This failure is not surprising. Pregnancy changes urine chemistry in ways that might affect seed germination. Fetal sex would not be expected to create a simple, reliable difference that makes barley or wheat sprout first. The sex-prediction part of the test may have depended more on symbolic or linguistic classification than on biological observation.

The 1963 article mentions a philological explanation associated with Hermann Grapow, in which the sex associations of the grains may have been connected to grammatical gender or linguistic categories. This remains an interpretation, not a proven origin story. It does, however, show why a medical procedure could acquire a symbolic second meaning.

Later versions complicate the picture further. In the tenth century CE, Ali ibn Abbas al-Majusi, known in Latin as Haly Abbas, described a related grain-and-urine method in Arabic medical literature. In that version, the procedure could be used to test sterility within a couple, but it did not always include fetal-sex prediction. The idea of urine affecting seeds survived, while the interpretation changed.

That long afterlife is historically important. It shows that the test was adaptable. It could move from Egyptian papyri into later medical systems, but it did not remain fixed in one exact form. Popular retellings that present one stable recipe from ancient Egypt to the modern world are therefore too simple.

How Accurate Was the Ancient Egyptian Pregnancy Test?

Egyptian birth protection rod linked to childbirth, showing the medical world of pregnancy tests
Apotropaic Rod, Egyptian artist, c. 1878 to 1640 BCE. Source: Metropolitan Museum of Art

The most precise answer is this: it was partly accurate when grain growth occurred, but not reliable enough to confirm every pregnancy or exclude pregnancy when nothing sprouted. The fetal-sex prediction was not supported by modern testing.

Instructions
(1) Answer these from the passage on the Egyptian pregnancy test:
(a) Which scholar is associated with the philological explanation mentioned in the 1963 article?
(b) In which century did Ali ibn Abbas al-Majusi describe a related grain-and-urine method?
(c) Which institution is given as the source of the Apotropaic Rod?
(2) Repeat everything in the passage on the Egyptian pregnancy test from "That long afterlife" down to "by modern testing.".
(3) Say whether each statement agrees with the passage on the Egyptian pregnancy test, and quote the words that decide it:
(a) In al-Majusi's version, the procedure could be used to test sterility within a couple.
(b) The philological explanation is a proven origin story.
(c) Modern testing supported the fetal-sex prediction.

Data provided
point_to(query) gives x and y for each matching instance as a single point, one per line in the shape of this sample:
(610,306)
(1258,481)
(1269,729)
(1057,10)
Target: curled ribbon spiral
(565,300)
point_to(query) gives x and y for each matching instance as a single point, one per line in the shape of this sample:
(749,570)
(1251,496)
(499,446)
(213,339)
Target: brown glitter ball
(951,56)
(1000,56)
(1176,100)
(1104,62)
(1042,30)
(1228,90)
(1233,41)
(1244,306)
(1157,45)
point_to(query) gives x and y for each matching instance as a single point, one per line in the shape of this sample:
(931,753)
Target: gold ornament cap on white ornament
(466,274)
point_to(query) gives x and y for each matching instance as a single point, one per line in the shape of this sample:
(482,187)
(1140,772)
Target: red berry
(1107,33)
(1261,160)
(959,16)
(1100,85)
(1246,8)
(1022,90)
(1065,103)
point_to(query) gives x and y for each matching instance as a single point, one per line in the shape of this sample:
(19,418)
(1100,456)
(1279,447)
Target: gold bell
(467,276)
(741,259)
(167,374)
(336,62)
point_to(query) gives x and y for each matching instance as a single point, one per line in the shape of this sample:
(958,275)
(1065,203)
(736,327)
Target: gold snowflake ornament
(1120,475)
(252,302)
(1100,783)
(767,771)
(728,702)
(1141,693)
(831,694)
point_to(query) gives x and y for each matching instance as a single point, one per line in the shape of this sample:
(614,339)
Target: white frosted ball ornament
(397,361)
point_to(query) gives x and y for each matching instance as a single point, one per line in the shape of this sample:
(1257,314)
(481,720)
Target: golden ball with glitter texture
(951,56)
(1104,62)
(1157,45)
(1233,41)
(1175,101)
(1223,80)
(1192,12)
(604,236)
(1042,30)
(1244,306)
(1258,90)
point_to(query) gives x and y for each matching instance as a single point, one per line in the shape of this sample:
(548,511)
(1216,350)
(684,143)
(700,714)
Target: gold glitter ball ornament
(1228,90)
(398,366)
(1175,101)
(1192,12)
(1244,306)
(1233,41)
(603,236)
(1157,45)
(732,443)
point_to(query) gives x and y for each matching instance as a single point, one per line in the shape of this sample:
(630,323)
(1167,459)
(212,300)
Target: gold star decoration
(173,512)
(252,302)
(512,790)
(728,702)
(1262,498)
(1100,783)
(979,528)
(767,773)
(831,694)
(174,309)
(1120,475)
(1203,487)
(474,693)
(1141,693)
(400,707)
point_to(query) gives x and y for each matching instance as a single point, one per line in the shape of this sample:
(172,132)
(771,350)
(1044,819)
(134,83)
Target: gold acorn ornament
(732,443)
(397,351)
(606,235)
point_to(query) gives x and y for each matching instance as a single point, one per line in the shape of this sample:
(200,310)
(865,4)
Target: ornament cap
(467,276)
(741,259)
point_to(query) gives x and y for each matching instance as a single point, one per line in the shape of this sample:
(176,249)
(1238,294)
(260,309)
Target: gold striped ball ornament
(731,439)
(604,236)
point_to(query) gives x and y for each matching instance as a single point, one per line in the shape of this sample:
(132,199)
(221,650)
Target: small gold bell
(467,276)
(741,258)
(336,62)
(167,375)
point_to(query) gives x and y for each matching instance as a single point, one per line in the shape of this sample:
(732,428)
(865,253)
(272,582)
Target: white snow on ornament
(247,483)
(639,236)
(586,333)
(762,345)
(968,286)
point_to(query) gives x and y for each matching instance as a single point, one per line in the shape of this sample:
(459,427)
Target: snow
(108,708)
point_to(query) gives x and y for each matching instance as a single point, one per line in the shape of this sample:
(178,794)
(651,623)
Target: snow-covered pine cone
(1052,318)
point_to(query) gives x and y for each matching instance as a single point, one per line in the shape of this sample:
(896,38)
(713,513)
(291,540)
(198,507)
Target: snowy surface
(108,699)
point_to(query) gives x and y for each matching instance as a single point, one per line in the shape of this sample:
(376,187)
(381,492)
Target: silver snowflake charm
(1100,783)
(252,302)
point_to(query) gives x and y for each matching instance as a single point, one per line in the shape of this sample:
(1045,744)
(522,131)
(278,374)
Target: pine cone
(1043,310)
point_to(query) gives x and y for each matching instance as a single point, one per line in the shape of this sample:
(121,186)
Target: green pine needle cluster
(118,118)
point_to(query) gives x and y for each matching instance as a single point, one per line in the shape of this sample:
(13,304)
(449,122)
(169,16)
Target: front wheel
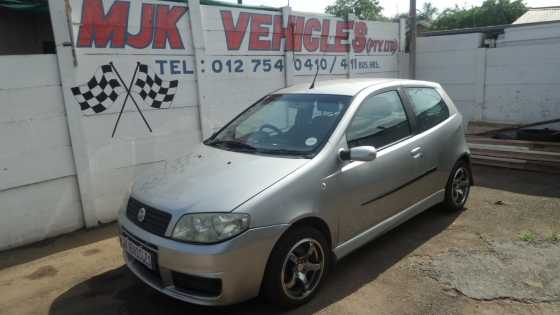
(296,268)
(458,187)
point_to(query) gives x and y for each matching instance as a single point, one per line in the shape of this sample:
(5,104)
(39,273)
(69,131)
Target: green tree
(491,12)
(428,12)
(363,9)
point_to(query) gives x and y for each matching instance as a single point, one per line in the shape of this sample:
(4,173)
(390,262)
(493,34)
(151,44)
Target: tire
(283,284)
(459,180)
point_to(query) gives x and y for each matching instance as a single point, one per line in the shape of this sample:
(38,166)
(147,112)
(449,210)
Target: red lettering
(342,29)
(100,29)
(144,37)
(235,32)
(311,43)
(278,32)
(258,30)
(166,27)
(360,32)
(325,34)
(295,33)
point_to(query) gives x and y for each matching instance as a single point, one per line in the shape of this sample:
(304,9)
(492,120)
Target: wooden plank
(512,149)
(517,155)
(513,164)
(478,139)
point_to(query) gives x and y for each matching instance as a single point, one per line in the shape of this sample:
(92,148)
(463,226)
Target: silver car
(294,183)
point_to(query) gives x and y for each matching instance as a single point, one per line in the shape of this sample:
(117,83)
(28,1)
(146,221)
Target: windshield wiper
(286,152)
(231,144)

Answers to this exercise
(1)
(a) Hermann Grapow
(b) The tenth century CE
(c) The Metropolitan Museum of Art

(2)
That long afterlife is historically important. It shows that the test was adaptable. It could move from Egyptian papyri into later medical systems, but it did not remain fixed in one exact form. Popular retellings that present one stable recipe from ancient Egypt to the modern world are therefore too simple.

How Accurate Was the Ancient Egyptian Pregnancy Test?

Egyptian birth protection rod linked to childbirth, showing the medical world of pregnancy tests
Apotropaic Rod, Egyptian artist, c. 1878 to 1640 BCE. Source: Metropolitan Museum of Art

The most precise answer is this: it was partly accurate when grain growth occurred, but not reliable enough to confirm every pregnancy or exclude pregnancy when nothing sprouted. The fetal-sex prediction was not supported by modern testing.

(3)
(a) Yes. "the procedure could be used to test sterility within a couple"
(b) No. "This remains an interpretation, not a proven origin story."
(c) No. "The fetal-sex prediction was not supported by modern testing."